Ziel: Wandle die Zeilen der Datensätze in eine Markdown-Tabelle mit den Spalten „Nr.“ und „Zeile“ um, beginnend bei der Zeile mit „[Batch spec] Target class: tree“ und endend mit der letzten Zeile der Datensätze, beide eingeschlossen. Leere Zeilen lässt du weg.

#### Bereitgestellte Daten ####

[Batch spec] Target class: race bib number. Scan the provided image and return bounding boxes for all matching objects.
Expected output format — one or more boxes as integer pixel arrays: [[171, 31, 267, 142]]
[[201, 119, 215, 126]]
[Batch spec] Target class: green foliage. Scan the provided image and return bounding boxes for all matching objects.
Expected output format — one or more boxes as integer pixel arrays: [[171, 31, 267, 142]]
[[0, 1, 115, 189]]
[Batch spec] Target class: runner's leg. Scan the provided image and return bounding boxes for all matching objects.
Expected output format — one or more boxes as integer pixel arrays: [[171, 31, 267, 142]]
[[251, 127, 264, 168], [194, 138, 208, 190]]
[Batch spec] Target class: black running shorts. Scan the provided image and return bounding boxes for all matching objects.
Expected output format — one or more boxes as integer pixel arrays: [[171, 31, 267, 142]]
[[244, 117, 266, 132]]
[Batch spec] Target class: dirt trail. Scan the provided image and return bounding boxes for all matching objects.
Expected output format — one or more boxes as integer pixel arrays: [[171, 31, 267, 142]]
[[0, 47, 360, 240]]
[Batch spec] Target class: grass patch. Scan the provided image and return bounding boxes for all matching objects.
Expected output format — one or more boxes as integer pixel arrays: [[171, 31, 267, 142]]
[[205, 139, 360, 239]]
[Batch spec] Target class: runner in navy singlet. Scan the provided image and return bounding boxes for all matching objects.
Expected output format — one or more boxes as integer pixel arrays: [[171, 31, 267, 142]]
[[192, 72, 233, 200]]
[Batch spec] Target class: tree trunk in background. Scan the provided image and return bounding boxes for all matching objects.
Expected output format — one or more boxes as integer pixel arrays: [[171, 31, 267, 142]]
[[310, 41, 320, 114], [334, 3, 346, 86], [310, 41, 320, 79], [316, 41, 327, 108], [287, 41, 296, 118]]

####

Erledigte Aufgabe:
| Nr. | Zeile |
|---|---|
| 1 | [Batch spec] Target class: tree trunk in background. Scan the provided image and return bounding boxes for all matching objects. |
| 2 | Expected output format — one or more boxes as integer pixel arrays: [[171, 31, 267, 142]] |
| 3 | [[310, 41, 320, 114], [334, 3, 346, 86], [310, 41, 320, 79], [316, 41, 327, 108], [287, 41, 296, 118]] |